**Extracted text**
Several other European Union countries have already rejected or are reconsidering the pact. Both Hungary and Austria have said they will not sign the agreement at an upcoming ceremony, in Morocco, in December.
Early Wednesday, Czech Republic voted to not to sign the Global Compact for Safe, Orderly and Regular Migration accord, according to Reuters.
“The Czech Republic has long favored the principle of separating legal and illegal migration,” Deputy Prime Minister Richard Brabec stated in a news conference. “That is what the Czech Republic’s and other European countries’ suggestions aimed for. The final text does not reflect those proposals.”
United Nations Special Representative for International Migration, Louise Arbour, views the actions of the government of Czech Prime Minister Andrej Babis as regrettable and misunderstood, noting that the compact is aimed at improving cross-border management.
”It is always regrettable when one disengages, particularly from a process that is very respectful of national specificities. We live in an increasingly inter-connected world. It is difficult to see what the advantages are of ‘pulling-out’ on an issue which by its very nature demands cooperation."
Several other European Union countries have already rejected or are reconsidering the pact.
Namely Hungary and Austria. Both countries have said they will not sign the agreement at an upcoming ceremony, in Morocco, in December.
The head of the European Commission, Jean-Claude Juncker, echoed Arbour’s concerns: “If one or two or three countries leave the United Nations migration pact, then we as the EU can’t stand up for our own interests.”
The Global Compact for Safe, Orderly and Regular Migration accord was approved by some 193 members of the United Nations, in July.
The United States backed out last year. Washington claimed that numerous provisions of the pact were “inconsistent with U.S. immigration and refugee policies” under current President Donald Trump.
Similarly, Bulgaria’s coalition government dropped out of the accord and is scheduled to vote on the issue Wednesday. Poland has also indicated a possible exit.
The pact was established after a mass movement of migrants - largest since World War 2 - of over 1.5 million people arriving in Europe from the Middle East, Africa and other shores.

**Dataset**
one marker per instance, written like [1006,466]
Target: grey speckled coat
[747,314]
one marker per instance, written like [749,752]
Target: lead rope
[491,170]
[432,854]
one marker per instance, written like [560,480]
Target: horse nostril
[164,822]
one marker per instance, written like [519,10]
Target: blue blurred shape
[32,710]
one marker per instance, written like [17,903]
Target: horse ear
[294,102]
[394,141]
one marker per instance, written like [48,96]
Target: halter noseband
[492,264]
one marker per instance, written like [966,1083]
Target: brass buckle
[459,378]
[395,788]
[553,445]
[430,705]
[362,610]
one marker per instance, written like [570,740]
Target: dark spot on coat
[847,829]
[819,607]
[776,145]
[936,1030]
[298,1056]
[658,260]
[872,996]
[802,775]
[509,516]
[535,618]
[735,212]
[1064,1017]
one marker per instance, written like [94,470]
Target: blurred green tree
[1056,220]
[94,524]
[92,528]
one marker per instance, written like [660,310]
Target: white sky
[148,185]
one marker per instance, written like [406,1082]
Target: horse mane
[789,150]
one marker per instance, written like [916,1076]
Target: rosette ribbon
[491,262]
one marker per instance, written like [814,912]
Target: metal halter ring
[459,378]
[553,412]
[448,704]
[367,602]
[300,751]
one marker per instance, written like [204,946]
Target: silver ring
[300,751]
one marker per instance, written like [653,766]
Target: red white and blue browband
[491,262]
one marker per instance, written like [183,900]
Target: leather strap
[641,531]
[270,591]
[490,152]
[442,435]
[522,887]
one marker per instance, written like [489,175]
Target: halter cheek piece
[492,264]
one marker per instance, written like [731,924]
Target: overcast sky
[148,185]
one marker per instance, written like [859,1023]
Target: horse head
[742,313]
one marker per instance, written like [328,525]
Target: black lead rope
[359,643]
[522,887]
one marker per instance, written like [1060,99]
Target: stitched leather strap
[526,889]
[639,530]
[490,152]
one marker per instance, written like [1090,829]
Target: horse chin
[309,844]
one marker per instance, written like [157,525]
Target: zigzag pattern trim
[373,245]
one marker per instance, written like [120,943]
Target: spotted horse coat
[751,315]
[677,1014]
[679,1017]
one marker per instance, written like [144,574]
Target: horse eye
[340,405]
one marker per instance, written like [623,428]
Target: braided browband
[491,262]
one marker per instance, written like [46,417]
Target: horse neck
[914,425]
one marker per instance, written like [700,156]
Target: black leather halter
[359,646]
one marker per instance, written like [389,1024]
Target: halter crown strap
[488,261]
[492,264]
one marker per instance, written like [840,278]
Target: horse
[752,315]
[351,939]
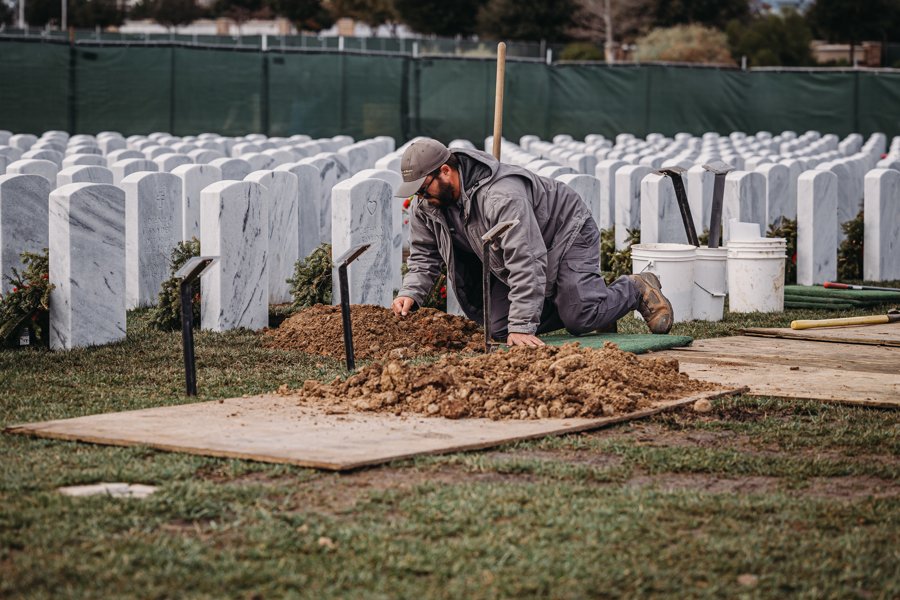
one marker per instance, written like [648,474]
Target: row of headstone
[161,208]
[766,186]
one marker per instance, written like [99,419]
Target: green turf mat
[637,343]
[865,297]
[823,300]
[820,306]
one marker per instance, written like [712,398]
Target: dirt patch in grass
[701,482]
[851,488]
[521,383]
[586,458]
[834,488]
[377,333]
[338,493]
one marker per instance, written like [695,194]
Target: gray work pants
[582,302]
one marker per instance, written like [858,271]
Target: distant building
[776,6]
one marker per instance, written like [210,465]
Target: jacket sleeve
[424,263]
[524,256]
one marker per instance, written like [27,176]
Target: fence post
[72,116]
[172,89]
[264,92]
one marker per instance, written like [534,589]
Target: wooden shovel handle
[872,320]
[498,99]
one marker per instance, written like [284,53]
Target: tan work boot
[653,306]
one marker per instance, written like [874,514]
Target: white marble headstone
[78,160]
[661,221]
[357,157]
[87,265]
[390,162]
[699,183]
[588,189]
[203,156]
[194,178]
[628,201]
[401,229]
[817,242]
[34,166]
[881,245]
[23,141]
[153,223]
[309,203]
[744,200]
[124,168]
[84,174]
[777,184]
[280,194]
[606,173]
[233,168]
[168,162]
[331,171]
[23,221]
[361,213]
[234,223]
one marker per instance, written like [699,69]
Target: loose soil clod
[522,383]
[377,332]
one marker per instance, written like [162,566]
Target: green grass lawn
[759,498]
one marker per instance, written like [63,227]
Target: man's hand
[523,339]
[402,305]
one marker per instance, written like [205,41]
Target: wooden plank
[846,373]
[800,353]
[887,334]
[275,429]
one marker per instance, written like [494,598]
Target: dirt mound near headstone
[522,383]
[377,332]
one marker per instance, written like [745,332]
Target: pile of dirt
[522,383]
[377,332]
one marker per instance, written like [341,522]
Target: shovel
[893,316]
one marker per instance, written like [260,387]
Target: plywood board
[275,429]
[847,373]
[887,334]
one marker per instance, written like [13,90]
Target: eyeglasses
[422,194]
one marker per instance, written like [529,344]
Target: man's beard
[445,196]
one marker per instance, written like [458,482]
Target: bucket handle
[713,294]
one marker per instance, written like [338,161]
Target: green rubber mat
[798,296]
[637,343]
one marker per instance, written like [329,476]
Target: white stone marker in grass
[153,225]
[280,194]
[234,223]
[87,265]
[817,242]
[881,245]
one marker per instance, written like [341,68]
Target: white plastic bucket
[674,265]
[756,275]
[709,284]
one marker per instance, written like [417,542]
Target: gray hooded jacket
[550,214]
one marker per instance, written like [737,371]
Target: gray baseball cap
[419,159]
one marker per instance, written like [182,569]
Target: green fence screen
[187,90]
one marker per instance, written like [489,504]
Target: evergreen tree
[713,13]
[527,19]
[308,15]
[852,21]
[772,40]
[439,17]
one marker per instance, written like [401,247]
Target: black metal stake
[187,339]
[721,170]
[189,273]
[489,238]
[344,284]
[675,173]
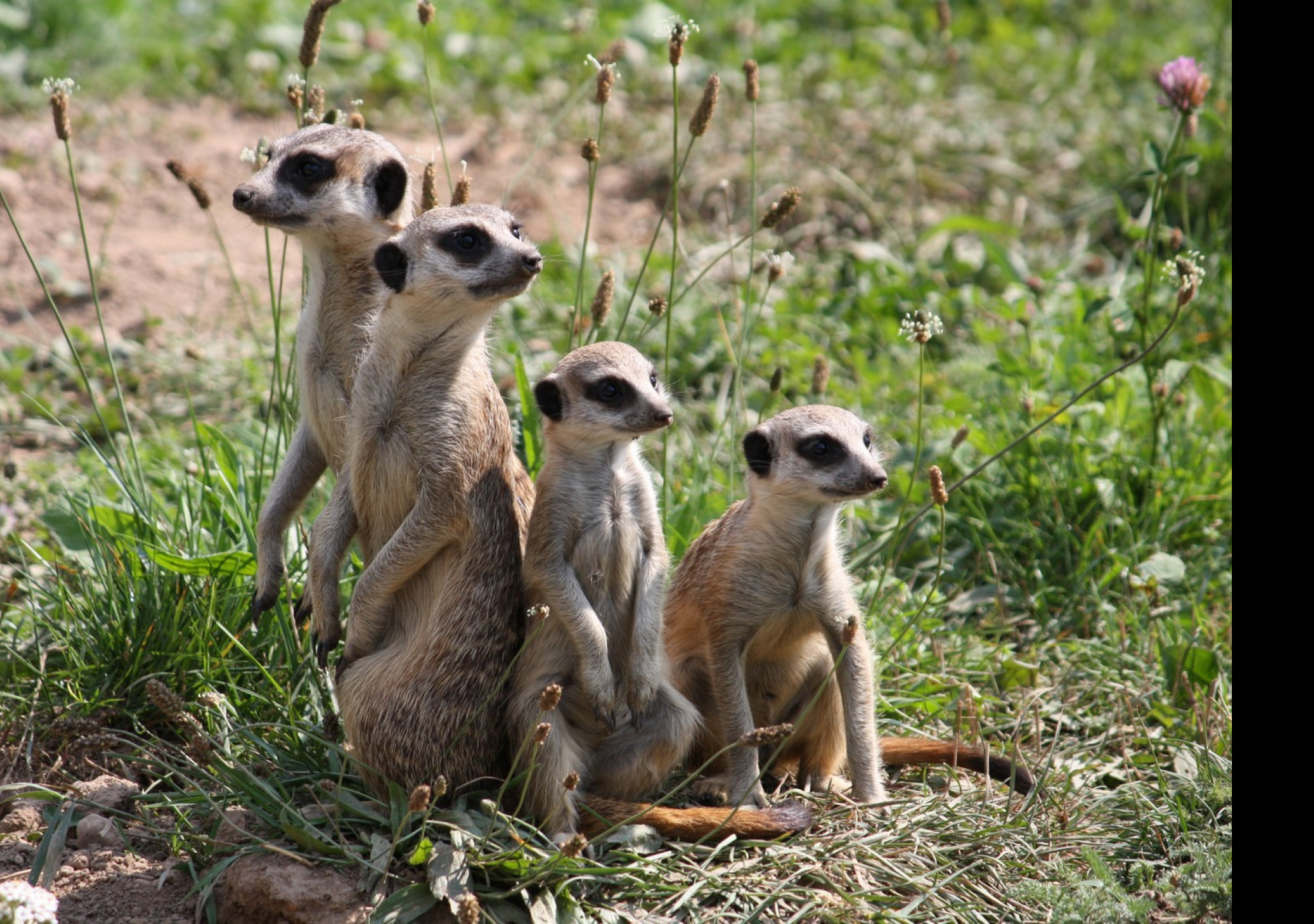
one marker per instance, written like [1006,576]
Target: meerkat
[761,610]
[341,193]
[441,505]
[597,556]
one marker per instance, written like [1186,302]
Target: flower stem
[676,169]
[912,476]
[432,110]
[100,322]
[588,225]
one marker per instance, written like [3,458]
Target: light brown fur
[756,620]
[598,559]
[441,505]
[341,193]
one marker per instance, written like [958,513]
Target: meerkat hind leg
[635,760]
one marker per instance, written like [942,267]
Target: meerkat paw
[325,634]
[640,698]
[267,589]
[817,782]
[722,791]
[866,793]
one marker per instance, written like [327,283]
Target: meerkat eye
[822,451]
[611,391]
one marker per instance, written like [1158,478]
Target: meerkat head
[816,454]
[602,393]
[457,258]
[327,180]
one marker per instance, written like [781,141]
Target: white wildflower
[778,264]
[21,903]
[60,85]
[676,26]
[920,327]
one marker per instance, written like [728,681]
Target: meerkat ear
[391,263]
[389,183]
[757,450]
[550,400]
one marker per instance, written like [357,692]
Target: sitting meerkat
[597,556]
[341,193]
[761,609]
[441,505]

==

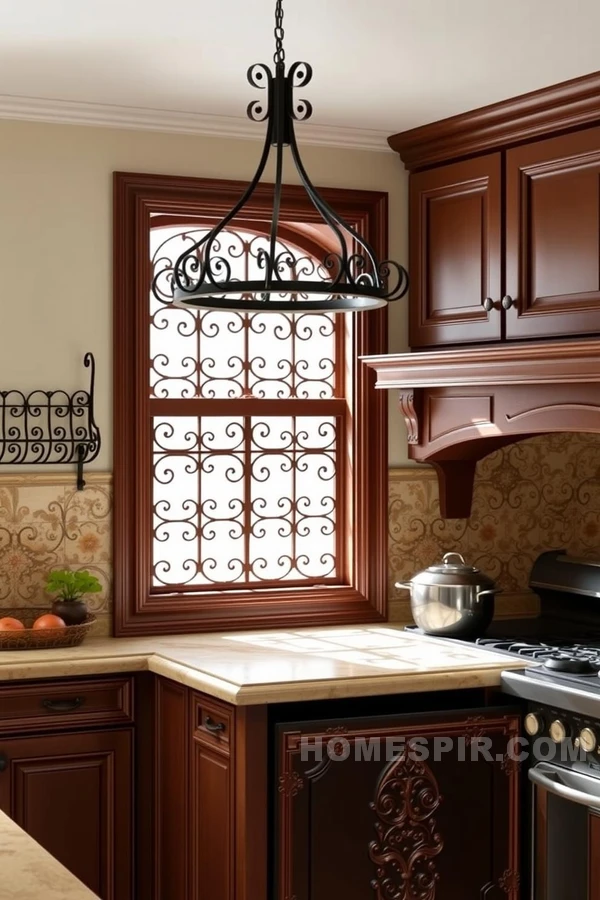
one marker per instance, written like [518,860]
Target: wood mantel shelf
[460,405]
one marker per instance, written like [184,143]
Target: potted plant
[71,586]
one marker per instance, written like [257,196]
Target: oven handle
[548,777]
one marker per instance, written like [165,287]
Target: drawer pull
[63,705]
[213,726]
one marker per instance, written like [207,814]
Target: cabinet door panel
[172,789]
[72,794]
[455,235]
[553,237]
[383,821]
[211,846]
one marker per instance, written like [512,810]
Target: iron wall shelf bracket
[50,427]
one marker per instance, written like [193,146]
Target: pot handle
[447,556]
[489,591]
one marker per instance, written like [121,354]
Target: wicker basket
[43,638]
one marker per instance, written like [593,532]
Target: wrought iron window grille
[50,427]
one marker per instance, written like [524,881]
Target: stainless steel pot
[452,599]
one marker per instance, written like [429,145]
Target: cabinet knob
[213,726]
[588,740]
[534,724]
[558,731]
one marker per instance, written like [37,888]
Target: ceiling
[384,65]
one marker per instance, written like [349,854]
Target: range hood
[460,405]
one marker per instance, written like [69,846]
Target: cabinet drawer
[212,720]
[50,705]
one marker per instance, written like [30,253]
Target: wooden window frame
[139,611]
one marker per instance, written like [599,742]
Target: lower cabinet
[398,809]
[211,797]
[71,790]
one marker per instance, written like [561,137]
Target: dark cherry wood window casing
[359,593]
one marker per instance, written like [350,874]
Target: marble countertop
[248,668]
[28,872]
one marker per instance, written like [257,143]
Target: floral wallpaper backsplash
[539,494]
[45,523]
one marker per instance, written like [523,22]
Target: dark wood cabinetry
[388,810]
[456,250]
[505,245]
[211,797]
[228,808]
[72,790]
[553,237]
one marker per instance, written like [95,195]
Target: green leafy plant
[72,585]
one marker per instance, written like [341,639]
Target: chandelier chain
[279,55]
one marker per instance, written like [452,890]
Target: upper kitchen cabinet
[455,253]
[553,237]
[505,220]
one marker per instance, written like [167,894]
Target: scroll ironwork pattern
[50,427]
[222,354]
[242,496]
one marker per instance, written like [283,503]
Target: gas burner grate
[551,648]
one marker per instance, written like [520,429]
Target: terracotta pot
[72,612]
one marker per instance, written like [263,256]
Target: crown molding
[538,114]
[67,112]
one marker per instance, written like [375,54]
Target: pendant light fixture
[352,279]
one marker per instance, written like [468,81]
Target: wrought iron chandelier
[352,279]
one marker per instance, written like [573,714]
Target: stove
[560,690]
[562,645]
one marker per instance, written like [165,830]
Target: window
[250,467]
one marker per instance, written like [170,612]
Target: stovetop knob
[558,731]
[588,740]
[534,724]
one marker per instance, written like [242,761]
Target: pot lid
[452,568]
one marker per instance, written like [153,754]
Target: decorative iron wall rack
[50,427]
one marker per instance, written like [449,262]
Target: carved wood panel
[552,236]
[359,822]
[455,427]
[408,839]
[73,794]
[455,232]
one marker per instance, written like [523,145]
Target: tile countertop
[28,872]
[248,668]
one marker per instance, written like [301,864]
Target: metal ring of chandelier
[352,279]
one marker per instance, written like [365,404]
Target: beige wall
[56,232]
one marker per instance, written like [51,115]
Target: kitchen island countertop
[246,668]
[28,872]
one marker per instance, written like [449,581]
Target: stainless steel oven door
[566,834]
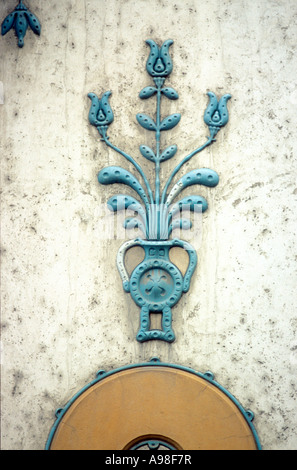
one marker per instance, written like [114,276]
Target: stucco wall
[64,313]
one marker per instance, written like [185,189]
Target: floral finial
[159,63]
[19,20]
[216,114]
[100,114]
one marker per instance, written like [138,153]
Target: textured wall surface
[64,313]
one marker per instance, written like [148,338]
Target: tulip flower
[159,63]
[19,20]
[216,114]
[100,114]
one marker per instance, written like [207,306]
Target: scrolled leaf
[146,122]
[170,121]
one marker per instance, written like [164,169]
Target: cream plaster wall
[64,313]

---

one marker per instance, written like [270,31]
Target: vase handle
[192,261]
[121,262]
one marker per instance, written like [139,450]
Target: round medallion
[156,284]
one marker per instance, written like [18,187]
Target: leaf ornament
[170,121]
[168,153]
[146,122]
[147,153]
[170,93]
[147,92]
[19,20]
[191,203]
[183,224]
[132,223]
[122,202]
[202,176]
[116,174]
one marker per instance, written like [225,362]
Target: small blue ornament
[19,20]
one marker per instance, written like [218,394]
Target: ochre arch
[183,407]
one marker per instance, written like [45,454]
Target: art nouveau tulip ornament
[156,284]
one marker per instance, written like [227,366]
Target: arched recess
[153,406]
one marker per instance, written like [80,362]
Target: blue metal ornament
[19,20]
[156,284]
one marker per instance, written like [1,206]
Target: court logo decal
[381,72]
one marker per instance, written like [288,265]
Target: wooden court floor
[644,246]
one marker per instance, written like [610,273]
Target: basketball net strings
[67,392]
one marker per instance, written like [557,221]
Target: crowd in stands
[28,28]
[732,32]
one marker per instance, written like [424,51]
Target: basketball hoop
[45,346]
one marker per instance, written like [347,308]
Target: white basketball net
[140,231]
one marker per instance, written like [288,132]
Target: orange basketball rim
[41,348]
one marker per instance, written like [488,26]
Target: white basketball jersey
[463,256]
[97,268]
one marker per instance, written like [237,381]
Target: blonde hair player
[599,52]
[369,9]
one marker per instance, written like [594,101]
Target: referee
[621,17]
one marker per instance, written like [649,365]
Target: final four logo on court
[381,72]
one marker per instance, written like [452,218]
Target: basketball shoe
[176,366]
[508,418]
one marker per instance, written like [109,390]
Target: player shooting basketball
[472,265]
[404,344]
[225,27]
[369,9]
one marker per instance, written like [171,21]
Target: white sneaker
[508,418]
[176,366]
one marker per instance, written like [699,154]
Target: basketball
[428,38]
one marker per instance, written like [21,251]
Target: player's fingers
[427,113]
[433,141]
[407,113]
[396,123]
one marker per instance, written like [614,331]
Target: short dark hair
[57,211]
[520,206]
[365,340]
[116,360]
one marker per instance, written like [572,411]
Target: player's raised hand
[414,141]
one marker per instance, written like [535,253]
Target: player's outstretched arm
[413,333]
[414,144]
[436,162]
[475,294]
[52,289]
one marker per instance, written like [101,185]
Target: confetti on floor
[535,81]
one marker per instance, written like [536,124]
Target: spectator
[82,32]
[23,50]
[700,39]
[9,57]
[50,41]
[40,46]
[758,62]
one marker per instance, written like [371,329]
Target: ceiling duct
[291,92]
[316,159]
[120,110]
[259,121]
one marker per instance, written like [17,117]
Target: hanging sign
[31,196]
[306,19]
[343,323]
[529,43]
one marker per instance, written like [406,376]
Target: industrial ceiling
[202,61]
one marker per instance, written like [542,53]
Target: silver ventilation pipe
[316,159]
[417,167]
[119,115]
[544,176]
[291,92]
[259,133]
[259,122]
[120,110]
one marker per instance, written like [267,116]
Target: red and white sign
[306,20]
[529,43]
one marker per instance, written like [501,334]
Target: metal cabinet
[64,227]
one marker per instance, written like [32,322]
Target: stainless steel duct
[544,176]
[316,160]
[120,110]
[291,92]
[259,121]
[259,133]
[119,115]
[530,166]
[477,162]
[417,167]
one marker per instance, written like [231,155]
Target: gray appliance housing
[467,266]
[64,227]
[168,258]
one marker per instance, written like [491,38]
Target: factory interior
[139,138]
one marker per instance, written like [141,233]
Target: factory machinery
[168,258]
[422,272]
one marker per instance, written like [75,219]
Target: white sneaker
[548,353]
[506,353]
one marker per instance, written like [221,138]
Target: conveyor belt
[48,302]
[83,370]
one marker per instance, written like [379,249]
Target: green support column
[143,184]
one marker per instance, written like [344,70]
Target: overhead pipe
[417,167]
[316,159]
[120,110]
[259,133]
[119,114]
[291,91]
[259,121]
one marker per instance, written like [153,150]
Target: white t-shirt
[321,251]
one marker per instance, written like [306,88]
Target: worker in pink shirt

**Brief 1**
Answer these from the migration pact article:
(a) Who is the United Nations Special Representative for International Migration?
(b) Where and when is the upcoming signing ceremony?
(c) About how many United Nations members approved the accord, and in what month?
**Brief 2**
Repeat everything in the migration pact article from "United Nations Special" down to "improving cross-border management.".
You won't need the items for anything here.

**Task answer 1**
(a) Louise Arbour
(b) In Morocco, in December
(c) Some 193 members, in July

**Task answer 2**
United Nations Special Representative for International Migration, Louise Arbour, views the actions of the government of Czech Prime Minister Andrej Babis as regrettable and misunderstood, noting that the compact is aimed at improving cross-border management.